What to produce |
In the records below, quote word for word every line from the one containing "the woman's right" up to and including the one containing "Target: woman's right hand".

Data provided |
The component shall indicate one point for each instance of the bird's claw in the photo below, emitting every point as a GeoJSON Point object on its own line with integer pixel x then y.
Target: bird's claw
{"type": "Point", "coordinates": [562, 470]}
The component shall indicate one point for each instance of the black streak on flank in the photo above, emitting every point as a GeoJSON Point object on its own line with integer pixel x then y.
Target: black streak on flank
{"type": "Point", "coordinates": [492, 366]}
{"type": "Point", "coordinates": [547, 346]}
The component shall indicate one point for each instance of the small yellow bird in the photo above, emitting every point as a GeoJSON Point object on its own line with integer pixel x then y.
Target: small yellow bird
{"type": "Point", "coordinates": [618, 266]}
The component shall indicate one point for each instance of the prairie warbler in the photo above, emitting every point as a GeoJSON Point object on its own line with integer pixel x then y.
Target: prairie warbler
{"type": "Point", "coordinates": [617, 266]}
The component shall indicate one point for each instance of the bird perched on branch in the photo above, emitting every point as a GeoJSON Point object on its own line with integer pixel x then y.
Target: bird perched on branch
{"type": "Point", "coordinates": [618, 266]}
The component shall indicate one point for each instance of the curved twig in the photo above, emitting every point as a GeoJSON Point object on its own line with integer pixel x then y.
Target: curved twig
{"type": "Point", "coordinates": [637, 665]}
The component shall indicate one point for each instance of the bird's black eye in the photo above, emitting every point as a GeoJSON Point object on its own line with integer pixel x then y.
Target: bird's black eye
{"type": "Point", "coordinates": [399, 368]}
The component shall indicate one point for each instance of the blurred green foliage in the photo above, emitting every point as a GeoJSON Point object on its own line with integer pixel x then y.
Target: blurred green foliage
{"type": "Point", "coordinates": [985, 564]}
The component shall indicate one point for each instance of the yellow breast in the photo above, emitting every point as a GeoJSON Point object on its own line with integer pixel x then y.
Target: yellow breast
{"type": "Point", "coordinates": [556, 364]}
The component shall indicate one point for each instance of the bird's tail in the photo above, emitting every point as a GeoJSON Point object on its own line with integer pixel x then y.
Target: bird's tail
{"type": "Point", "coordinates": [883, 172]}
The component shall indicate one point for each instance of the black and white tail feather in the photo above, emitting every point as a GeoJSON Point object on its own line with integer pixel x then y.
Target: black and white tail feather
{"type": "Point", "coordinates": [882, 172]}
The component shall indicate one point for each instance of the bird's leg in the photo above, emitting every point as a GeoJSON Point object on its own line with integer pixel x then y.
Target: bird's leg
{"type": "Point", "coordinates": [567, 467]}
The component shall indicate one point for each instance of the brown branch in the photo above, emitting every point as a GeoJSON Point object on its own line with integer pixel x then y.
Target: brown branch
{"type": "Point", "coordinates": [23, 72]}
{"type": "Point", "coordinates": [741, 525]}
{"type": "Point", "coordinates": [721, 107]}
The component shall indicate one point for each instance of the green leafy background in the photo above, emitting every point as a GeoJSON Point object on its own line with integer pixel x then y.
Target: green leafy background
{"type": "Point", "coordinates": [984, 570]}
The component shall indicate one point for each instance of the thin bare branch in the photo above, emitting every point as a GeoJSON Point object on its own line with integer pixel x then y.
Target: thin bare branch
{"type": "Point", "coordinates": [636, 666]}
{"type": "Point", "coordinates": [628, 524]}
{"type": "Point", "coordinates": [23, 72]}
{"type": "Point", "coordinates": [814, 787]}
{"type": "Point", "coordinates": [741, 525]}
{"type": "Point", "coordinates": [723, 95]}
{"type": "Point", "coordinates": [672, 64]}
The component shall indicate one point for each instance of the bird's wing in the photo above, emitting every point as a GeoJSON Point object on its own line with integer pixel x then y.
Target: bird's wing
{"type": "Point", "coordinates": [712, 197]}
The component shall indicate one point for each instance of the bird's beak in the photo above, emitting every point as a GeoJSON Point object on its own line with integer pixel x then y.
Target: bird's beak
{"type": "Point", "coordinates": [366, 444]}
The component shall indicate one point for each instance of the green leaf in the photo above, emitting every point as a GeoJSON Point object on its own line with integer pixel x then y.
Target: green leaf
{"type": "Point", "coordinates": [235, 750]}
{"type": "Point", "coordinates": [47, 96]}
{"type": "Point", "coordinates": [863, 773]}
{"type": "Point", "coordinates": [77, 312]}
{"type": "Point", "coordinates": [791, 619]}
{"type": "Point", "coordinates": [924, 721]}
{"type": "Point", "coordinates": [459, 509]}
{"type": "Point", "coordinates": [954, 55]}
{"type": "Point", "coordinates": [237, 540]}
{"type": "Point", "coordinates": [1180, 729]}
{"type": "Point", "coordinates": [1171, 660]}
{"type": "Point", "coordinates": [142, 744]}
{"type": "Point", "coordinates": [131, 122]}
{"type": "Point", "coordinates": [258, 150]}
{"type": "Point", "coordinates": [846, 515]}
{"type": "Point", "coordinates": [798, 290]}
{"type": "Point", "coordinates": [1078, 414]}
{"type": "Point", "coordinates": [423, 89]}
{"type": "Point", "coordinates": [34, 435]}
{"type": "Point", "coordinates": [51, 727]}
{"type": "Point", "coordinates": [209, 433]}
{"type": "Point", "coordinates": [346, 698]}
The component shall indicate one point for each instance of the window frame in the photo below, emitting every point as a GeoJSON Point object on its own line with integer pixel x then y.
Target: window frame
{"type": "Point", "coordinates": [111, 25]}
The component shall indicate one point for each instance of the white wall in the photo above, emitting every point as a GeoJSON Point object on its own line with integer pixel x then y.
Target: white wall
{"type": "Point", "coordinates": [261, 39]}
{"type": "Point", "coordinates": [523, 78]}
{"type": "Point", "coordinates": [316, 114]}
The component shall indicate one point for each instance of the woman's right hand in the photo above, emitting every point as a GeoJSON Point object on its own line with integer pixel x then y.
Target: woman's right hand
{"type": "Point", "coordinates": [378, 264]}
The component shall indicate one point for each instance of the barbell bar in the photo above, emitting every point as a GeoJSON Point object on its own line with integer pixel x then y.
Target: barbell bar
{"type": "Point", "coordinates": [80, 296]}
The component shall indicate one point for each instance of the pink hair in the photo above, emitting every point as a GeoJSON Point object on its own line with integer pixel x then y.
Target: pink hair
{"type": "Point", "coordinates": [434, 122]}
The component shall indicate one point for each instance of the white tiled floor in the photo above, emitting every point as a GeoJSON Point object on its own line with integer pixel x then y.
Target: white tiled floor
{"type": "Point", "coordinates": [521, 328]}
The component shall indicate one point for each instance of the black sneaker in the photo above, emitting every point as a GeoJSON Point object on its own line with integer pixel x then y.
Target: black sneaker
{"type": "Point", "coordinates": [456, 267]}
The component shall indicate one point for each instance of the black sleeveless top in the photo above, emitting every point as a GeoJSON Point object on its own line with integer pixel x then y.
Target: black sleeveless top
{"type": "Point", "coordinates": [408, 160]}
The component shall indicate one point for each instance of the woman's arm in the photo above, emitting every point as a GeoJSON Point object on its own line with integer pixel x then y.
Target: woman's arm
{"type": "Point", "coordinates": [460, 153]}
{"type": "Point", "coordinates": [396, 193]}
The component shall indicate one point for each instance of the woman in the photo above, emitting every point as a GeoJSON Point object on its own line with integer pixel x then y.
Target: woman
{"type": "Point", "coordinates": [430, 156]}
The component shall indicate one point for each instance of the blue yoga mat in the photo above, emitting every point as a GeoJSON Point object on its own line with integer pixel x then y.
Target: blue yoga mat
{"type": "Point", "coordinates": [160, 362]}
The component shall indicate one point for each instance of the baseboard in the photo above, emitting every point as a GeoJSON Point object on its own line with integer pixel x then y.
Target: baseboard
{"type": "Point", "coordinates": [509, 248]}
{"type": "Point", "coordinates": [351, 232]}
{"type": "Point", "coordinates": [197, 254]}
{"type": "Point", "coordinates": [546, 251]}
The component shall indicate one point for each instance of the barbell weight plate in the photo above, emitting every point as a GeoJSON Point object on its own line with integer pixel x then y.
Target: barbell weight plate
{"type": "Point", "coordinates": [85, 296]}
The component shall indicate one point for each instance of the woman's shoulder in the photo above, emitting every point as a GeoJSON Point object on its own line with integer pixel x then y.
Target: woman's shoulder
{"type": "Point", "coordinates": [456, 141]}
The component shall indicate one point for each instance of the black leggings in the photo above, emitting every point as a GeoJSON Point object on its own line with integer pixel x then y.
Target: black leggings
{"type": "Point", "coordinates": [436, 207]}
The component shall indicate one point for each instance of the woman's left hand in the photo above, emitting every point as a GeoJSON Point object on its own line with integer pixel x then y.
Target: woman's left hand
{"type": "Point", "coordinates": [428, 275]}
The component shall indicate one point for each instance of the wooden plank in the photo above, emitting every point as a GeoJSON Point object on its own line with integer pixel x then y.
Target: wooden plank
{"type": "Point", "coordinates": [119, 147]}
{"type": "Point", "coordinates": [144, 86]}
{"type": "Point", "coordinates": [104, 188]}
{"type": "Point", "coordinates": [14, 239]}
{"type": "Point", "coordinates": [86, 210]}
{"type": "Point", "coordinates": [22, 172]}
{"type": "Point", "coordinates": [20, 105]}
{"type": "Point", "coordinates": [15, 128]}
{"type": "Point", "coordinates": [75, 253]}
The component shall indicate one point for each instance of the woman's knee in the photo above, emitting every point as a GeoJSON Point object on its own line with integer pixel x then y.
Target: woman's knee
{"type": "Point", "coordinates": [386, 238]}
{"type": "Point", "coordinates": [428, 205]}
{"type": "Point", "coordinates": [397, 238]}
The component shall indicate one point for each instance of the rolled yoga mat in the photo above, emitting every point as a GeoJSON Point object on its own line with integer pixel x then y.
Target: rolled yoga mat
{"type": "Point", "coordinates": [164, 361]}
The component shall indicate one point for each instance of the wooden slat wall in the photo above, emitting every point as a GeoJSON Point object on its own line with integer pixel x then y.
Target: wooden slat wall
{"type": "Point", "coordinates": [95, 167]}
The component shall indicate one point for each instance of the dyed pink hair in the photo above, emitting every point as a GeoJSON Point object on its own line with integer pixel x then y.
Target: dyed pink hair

Worked solution |
The component shall indicate one point for each instance of the woman's right hand in the photo above, emitting every point as a GeoJSON Point object on its own line with integer pixel x then y.
Target: woman's right hand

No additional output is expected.